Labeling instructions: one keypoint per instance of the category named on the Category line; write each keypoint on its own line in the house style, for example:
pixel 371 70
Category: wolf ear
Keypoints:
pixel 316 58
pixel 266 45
· · · ·
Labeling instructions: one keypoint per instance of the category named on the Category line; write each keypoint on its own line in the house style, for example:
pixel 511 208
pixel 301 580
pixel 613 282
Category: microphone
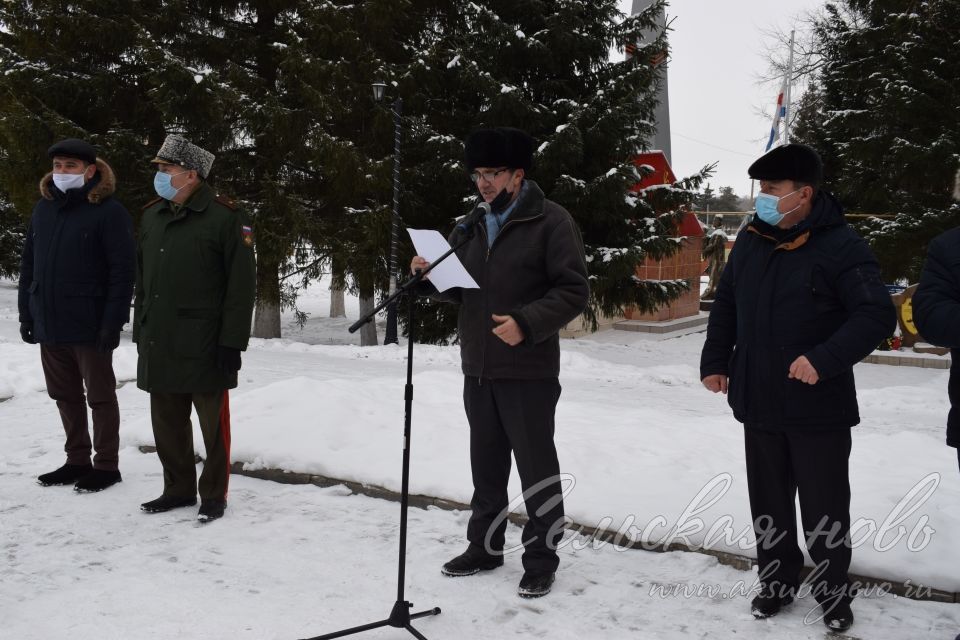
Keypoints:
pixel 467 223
· · · ·
Goal -> Extract each line from the records above that contains the string "pixel", keeping the order in which the lines appear.

Written solution ->
pixel 371 70
pixel 316 58
pixel 266 45
pixel 511 208
pixel 301 580
pixel 613 282
pixel 467 223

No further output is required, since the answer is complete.